*** Opening of STUDY TEXT ***

There has been a growing concern among scientists on how to train the next generation of researchers. This last month I came into contact with an article by Ferric C. Fang and Arturo Casadevall in Microbe magazine titled Reforming Science as well as the editorial Next-generation training in Nature. As a young researcher just beginning what I hope will be a lifelong career in the sciences this article hits on so many areas that need to be addressed. Three points in this article stood out to me and I wanted to address them from the perspective of someone who is just starting out and looking for training opportunities that will prepare me to work in the modern scientific field. These areas are the broadening of the scope of knowledge of new PhD trainees, a realignment of the culture to support quality of work over quantity, as well as the call to generate more flexible career pathways for young scientists in order to prevent attrition from the sciences.
Both of these articles make a strong case for the broadening of scientific training for students beginning their careers. The idea of returning science to a branch of philosophy by increasing the amount of training in logic, epistemology, and ethics is a wonderful idea that I would be more than happy to undertake as a student. Ethics does already get some coverage at the coursework level but is often left with little emphasis after the course has finished. Additional training in ethics with an emphasis of learning how to observe our work through an “ethical lens” at all times could lead to better conduct and experimentation. Both articles also make an argument for increased instruction into statistics and probability. This is also a wonderful idea as a better understanding of statistics would lead to better experimental design and interpretation of results, leading to fewer retractions. Additional areas where PhD training could be strengthened are the computer sciences, bioinformatics, and professional development. Of these, professional development is critical for the modern trainee. Many students who complete the PhD process are not fully prepared for careers after graduation outside of academia. This could be remedied by seminars and workshops for graduate students and postdocs designed to strengthen skills in areas such as management, basic economics, and communication. Today’s students are clamoring for more diverse training opportunities as our futures after school are increasingly uncertain and we must be prepared to take on any of a variety of roles depending upon where our careers take us.

*** Close of STUDY TEXT ***

__WHAT TO PRODUCE__. Write the next part of the essay on training young scientists, picking up right after its last sentence. The entries that come next have nothing to do with the essay on training young scientists.

*** Opening of RAW DATA ***

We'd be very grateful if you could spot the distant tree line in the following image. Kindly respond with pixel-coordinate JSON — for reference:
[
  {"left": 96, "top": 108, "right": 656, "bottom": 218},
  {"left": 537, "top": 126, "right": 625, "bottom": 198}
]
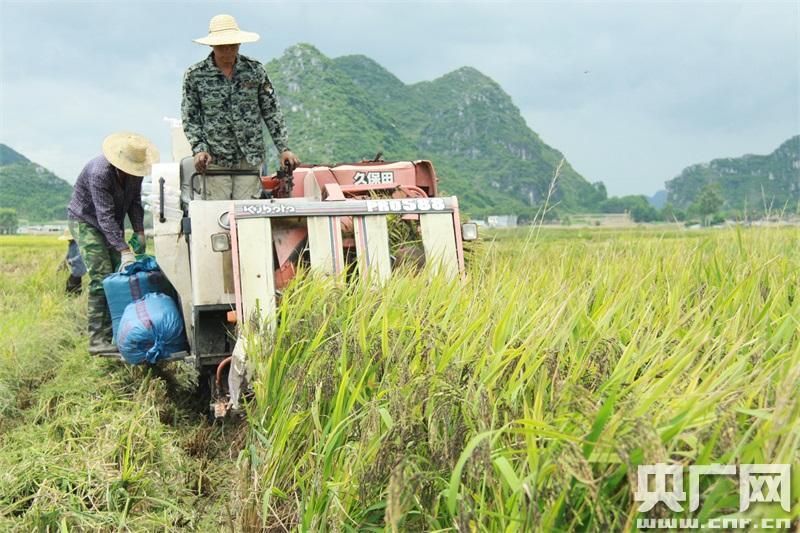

*** Close of RAW DATA ***

__RESULT__.
The realignment of scientific culture in order to promote quality research and work over mere quantity must also be given sincere consideration. Even with my limited amount of experience as a graduate student it is quite obvious that the “publish-or-perish” mentality that is so prevalent in academia is contributing to a highly toxic environment for researchers. Nuanced, time-intensive, and in-depth projects are passed over for those that are very concise, short-term, and ultimately more fundable even if they offer a smaller contribution to the body of knowledge. By divorcing promotion and tenure from strict publication counts and grant dollars obtained we could begin to institute a system that rewards investigators for non-research related but valuable activities such as teaching, outreach, mentorship, and support of other investigators. By rewarding these “soft” activities we can begin to create a culture more focused on the quality of research and training, not just mere quantity. It would allow us to foster more collaborative work and give credit to the increasing amount of collaborative publications that make up modern scientific literature. These are concerns that do need to be addressed as this is a systemic problem that contributes towards a toxic environment that does not foster good science.
The final point that I wish to touch upon is the generation of more flexible career pathways for the next generation of PhD students. This concept was outlined in Next-generation training in terms of the current British approach, which I believe could be successfully expanded upon and implemented in American graduate institutions. The author states up front that “the reality is that most Ph.D. students will not end up running an academic laboratory” and I agree with that sentiment even though I myself am working towards the day I do have my own lab. However, much of our training is geared to prepare us for this exact future and very little outside of it. Even those of us who do manage to carve out a successful space in academia will have to confront a variety of different tasks for which we have little to no training for such as teaching, administrative responsibilities, fiscal responsibilities, management, and public engagement. Training in these areas would not only increase job options for new PhDs, but allow for smoother transitions from academia into different fields of science. This concept dovetails nicely with the general expansion of training for Ph.D. students and will result in more flexible career options that will help prevent the attrition from science that is becoming all too common.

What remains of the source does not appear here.